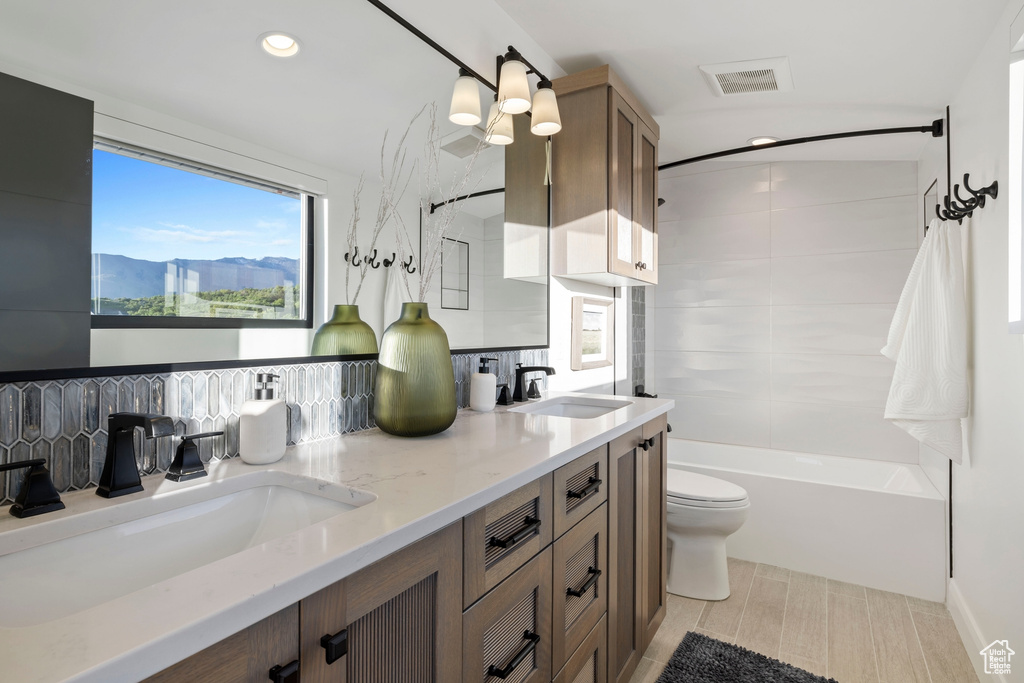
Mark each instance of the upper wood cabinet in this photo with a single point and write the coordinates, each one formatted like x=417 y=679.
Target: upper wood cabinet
x=604 y=183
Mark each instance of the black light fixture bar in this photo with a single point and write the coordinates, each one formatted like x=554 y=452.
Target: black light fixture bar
x=426 y=39
x=935 y=129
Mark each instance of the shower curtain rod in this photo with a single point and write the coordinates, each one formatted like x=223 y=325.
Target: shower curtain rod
x=935 y=129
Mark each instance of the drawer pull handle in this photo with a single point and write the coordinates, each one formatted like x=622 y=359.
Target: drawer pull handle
x=336 y=645
x=517 y=659
x=589 y=584
x=592 y=486
x=287 y=674
x=531 y=524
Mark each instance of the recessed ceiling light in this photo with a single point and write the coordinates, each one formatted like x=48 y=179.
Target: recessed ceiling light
x=279 y=44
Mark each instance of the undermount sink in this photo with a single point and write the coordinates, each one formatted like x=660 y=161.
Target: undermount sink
x=65 y=565
x=581 y=408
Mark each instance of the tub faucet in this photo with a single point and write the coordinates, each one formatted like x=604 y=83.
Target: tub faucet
x=520 y=372
x=120 y=475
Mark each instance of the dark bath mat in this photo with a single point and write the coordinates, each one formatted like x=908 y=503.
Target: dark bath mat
x=702 y=659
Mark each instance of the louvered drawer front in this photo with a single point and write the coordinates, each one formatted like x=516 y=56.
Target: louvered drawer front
x=580 y=487
x=507 y=635
x=503 y=536
x=589 y=664
x=580 y=581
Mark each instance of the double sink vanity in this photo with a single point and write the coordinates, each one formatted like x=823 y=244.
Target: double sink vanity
x=524 y=544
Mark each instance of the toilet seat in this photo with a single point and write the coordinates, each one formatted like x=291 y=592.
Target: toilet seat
x=698 y=491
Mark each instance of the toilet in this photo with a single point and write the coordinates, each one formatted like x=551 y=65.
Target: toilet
x=702 y=512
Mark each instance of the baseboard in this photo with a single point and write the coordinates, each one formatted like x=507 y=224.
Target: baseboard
x=973 y=639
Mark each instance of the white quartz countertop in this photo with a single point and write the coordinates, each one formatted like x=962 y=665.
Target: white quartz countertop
x=421 y=484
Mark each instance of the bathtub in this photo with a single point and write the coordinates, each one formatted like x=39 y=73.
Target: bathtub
x=863 y=521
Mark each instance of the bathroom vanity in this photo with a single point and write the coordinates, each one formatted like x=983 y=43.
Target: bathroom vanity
x=521 y=544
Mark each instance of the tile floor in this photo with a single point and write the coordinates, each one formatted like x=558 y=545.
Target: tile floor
x=847 y=632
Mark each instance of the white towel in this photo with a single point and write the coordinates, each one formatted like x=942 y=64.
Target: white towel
x=928 y=341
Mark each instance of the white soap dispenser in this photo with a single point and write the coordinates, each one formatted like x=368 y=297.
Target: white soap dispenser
x=482 y=388
x=263 y=424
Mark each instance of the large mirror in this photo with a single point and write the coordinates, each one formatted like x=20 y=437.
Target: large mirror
x=301 y=128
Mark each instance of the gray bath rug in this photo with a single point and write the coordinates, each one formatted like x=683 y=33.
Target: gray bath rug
x=702 y=659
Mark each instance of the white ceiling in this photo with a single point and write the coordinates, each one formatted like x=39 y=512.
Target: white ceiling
x=855 y=65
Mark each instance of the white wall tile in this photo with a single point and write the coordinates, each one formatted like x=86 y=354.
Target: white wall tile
x=735 y=190
x=727 y=329
x=859 y=329
x=730 y=238
x=721 y=420
x=809 y=183
x=710 y=374
x=849 y=380
x=850 y=226
x=839 y=430
x=715 y=284
x=865 y=278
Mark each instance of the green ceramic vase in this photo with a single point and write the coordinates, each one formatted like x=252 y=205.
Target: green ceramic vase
x=414 y=394
x=344 y=334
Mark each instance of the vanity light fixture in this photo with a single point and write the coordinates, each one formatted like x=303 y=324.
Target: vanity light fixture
x=279 y=44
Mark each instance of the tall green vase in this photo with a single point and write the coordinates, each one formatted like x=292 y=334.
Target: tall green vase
x=414 y=394
x=344 y=334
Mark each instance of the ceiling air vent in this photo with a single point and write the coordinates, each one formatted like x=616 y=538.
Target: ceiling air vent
x=737 y=78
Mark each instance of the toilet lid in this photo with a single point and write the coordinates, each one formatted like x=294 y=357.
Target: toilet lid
x=690 y=486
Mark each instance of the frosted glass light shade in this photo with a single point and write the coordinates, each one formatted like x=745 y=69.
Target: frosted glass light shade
x=465 y=109
x=499 y=127
x=513 y=91
x=545 y=120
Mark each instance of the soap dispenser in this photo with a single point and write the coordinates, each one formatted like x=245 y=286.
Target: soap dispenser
x=482 y=387
x=263 y=424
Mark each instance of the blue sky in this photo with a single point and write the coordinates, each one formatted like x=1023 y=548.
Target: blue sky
x=147 y=211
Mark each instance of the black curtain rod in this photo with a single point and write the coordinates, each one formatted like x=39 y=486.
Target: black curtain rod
x=482 y=193
x=935 y=129
x=426 y=39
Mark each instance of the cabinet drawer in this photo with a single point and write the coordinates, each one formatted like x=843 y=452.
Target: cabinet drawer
x=588 y=664
x=507 y=635
x=579 y=579
x=500 y=538
x=580 y=487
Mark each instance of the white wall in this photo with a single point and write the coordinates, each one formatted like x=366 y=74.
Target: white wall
x=777 y=284
x=987 y=595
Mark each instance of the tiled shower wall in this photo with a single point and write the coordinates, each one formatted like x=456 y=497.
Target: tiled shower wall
x=777 y=284
x=65 y=421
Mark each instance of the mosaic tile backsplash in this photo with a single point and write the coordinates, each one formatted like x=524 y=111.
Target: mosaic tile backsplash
x=65 y=421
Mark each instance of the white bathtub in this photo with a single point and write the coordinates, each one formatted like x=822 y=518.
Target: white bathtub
x=869 y=522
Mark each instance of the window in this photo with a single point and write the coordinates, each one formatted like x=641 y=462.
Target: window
x=175 y=244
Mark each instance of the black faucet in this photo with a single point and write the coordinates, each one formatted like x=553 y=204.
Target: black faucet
x=37 y=495
x=120 y=475
x=517 y=394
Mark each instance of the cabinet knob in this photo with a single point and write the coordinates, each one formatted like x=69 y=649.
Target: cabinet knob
x=287 y=674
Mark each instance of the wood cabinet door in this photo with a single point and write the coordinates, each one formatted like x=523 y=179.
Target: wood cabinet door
x=400 y=619
x=654 y=562
x=625 y=528
x=645 y=225
x=246 y=656
x=622 y=186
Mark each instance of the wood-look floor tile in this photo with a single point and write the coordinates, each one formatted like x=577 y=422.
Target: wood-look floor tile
x=772 y=571
x=896 y=647
x=927 y=606
x=843 y=588
x=647 y=671
x=723 y=616
x=761 y=627
x=681 y=615
x=851 y=652
x=806 y=624
x=944 y=652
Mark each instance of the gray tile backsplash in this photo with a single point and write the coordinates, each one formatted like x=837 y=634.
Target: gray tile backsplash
x=65 y=421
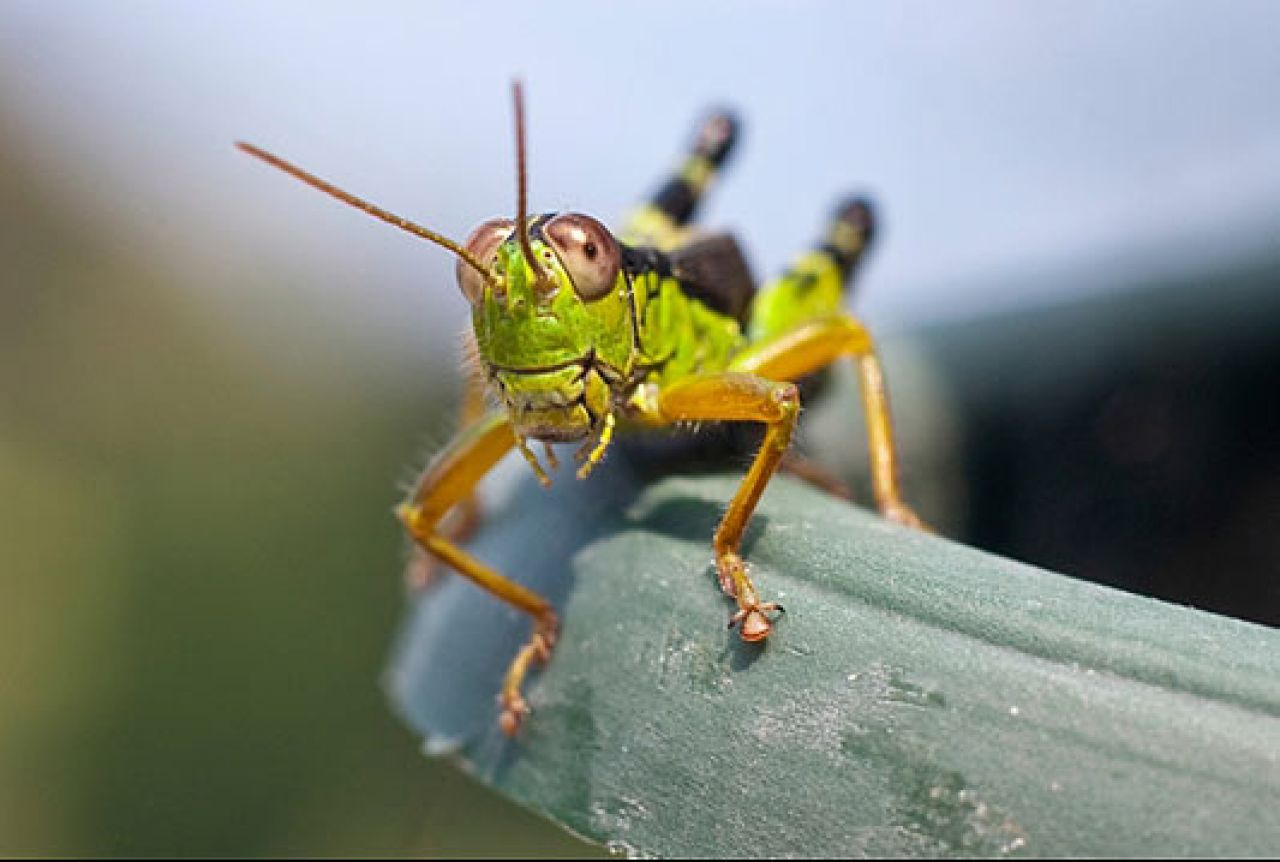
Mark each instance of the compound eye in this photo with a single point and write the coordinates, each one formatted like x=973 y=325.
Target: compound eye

------

Each line above is to be copied verbatim. Drop any image from the copy.

Mark each instance of the upper wood cabinet in this photo with a single point and write the coordinates, each one formatted like x=417 y=679.
Target: upper wood cabinet
x=604 y=183
Mark each instance of the black light fixture bar in this photo with a single point and write the coordinates, each one formatted like x=554 y=452.
Target: black light fixture bar
x=426 y=39
x=935 y=129
Mark each instance of the shower curtain rod in this photo with a single point and write the coordinates, each one formatted like x=223 y=325.
Target: shower curtain rod
x=935 y=129
Mark each instance of the drawer pull handle in this photo with a single point and write the coordinates, each one formatted like x=622 y=359.
Target: drawer pull handle
x=336 y=645
x=517 y=659
x=589 y=584
x=592 y=486
x=287 y=674
x=531 y=524
Mark each instance of the recessed ceiling light in this photo with a single point and write the coordinates, each one formatted like x=48 y=179.
Target: recessed ceiling light
x=279 y=44
Mark each instance of the undermount sink in this photo with a single point and write the coordinates, each one formatted like x=660 y=161.
Target: undermount sink
x=65 y=565
x=581 y=408
Mark each instance of the tub faucet in this photo with a single point and write the coordinates, each one formatted like x=604 y=83.
Target: tub faucet
x=520 y=372
x=120 y=475
Mark each instance of the dark bath mat in this photo with a single point and write the coordinates, each one formatted like x=908 y=503.
Target: dark bath mat
x=702 y=659
Mark each instance of the louvered drawer front in this photo with a single point and write the coordinates, each one formatted like x=516 y=56.
Target: louvered drawer front
x=580 y=487
x=507 y=635
x=503 y=536
x=589 y=664
x=580 y=581
Mark each instance of the double sink vanity in this photo with a single point and write the coordinates, each one formatted like x=823 y=244.
Target: double sink vanity
x=524 y=544
Mark each instance of the toilet seat in this photo with a single point and write the coordinates, each one formatted like x=291 y=592.
Target: toilet seat
x=698 y=491
Mark each instance of the toilet in this photo with a single point and write the coordinates, each one formatted like x=551 y=65.
Target: toilet
x=702 y=512
Mark each instance of the baseboard in this photo with a single point and write the coordinates, each one formatted like x=507 y=224.
Target: baseboard
x=973 y=639
Mark each instance of the white quartz countertop in this photo with a single point and write the coordinates, each one formatted like x=962 y=665.
Target: white quartz countertop
x=421 y=484
Mark each instance of the bathtub in this photo with a single point and write the coordinates, each one formatted like x=39 y=73.
Target: bathtub
x=863 y=521
Mark each instance of the bathroom vanity in this photo with a single point and write the coordinates, each one formatted like x=983 y=43.
Target: bathroom vanity
x=521 y=544
Mark each instance of the tile floor in this photo with a single point and write the coordinates, each one formatted like x=558 y=545.
Target: tile floor
x=847 y=632
Mark each instance of the white towel in this photo with a single point and write the coordinates, each one formatted like x=942 y=64.
Target: white towel
x=928 y=341
Mark each instance of the white soap dispenser in this photo with a single point and write the coordinates, each one formatted like x=368 y=297.
Target: white soap dispenser
x=482 y=388
x=263 y=424
Mark each instance of the large mirror in this photo with a single point and write the coordinates, each one formatted like x=20 y=437.
Target: large mirror
x=301 y=128
Mark each instance of the gray bath rug in this photo with a single point and write the coordinates, each one formatted like x=683 y=33.
Target: gray bath rug
x=702 y=659
Mark each instance of the white ceiling in this photo with a single point and write the coordinates, each one formatted like x=39 y=512.
Target: white ceiling
x=855 y=65
Mark each instance of the white wall tile in this photo with a single point and write the coordinates, each one formatted like x=86 y=354.
Target: white wall tile
x=735 y=190
x=727 y=329
x=859 y=329
x=730 y=238
x=721 y=420
x=809 y=183
x=710 y=374
x=849 y=380
x=850 y=226
x=839 y=430
x=715 y=284
x=865 y=278
Mark each instance of the green ceramic vase in this photo with a single point and write the coordinates, each one formatted like x=252 y=205.
Target: green ceramic vase
x=414 y=394
x=344 y=334
Mark each instance of the vanity light fixture in this photo with a single point and write the coordinates, each one formatted like x=303 y=324.
Target: vanity light fixture
x=279 y=44
Mark each instance of the tall green vase in this photo with a single point and write the coordinates, each one formatted like x=292 y=334.
Target: tall green vase
x=414 y=394
x=344 y=334
Mark each instance of the ceiling air vent in this photo with a single point and write the coordinates, each one formatted like x=616 y=538.
Target: ceiling air vent
x=737 y=78
Mark each instance of the toilet lid in this photo with a single point and write the coordinates, each one formatted like x=294 y=357.
Target: toilet lid
x=690 y=486
Mark each instance of the frosted glass light shade in this photo with a single point and write the coordinates, each one formatted like x=745 y=69.
Target: frosted glass light shade
x=465 y=109
x=499 y=127
x=513 y=91
x=545 y=120
Mark each instance of the soap dispenser in this photo with a single point and write the coordinates, each one formatted like x=245 y=286.
Target: soap dispenser
x=482 y=387
x=263 y=424
Mark each instance of the blue sky in this photo with a single point and write the coordinates, each one formatted like x=1023 y=548.
Target: blue sky
x=147 y=211
Mark each instance of the black curtain rod in this photo with a single point and write the coordinates, each one formatted like x=39 y=486.
Target: black curtain rod
x=482 y=193
x=935 y=129
x=426 y=39
Mark each instance of the cabinet drawer in this photo with a single point and write the coordinates, each one formatted like x=843 y=452.
Target: cabinet drawer
x=588 y=664
x=507 y=635
x=579 y=579
x=500 y=538
x=580 y=487
Mark each instance of the white wall in this photo with a single point and write the coordinates, each one formatted like x=366 y=74.
Target: white wall
x=777 y=284
x=987 y=595
Mark each instance of the tiled shower wall in this photo with a single point and write the coordinates, each one formatted like x=456 y=497.
Target: tiled shower wall
x=777 y=284
x=65 y=421
Mark each instance of the mosaic tile backsplash in this photo with a single point and write the coordinates, each one formatted like x=524 y=111.
Target: mosaic tile backsplash
x=65 y=421
Mark each instance of the white bathtub in this photo with a single point and write the coordinates, each one formatted like x=822 y=518.
Target: white bathtub
x=869 y=522
Mark each instance of the window in this photo with a single point and write the coordinates, each one formatted like x=641 y=462.
Target: window
x=175 y=244
Mark each instance of the black faucet in this photo with a single point and write the coordinates, each one formatted like x=553 y=204.
Target: black faucet
x=37 y=495
x=120 y=475
x=517 y=394
Mark each instance of the cabinet knob in this photo with a single point and write the coordinates, each one formatted like x=69 y=649.
Target: cabinet knob
x=287 y=674
Mark each instance of the wood cabinet door in this photo with a single point and write the coordinates, each one formatted like x=523 y=179.
Target: wood cabinet door
x=400 y=619
x=654 y=562
x=625 y=528
x=645 y=225
x=246 y=656
x=622 y=186
Mark each instance of the wood-look floor tile in this photo with a single point and write the coordinates, each one formatted like x=577 y=422.
Target: wood-look floor tile
x=772 y=571
x=896 y=647
x=927 y=606
x=843 y=588
x=647 y=671
x=723 y=616
x=761 y=627
x=681 y=615
x=851 y=652
x=806 y=624
x=944 y=652
Mark each instance of the gray tile backsplash in this photo with a single point and write the coordinates, each one formatted like x=837 y=634.
Target: gray tile backsplash
x=65 y=421
Mark each instance of the compound eye in this photo with a single point and write the coordinates, each one formatted like x=973 y=325.
Target: compound eye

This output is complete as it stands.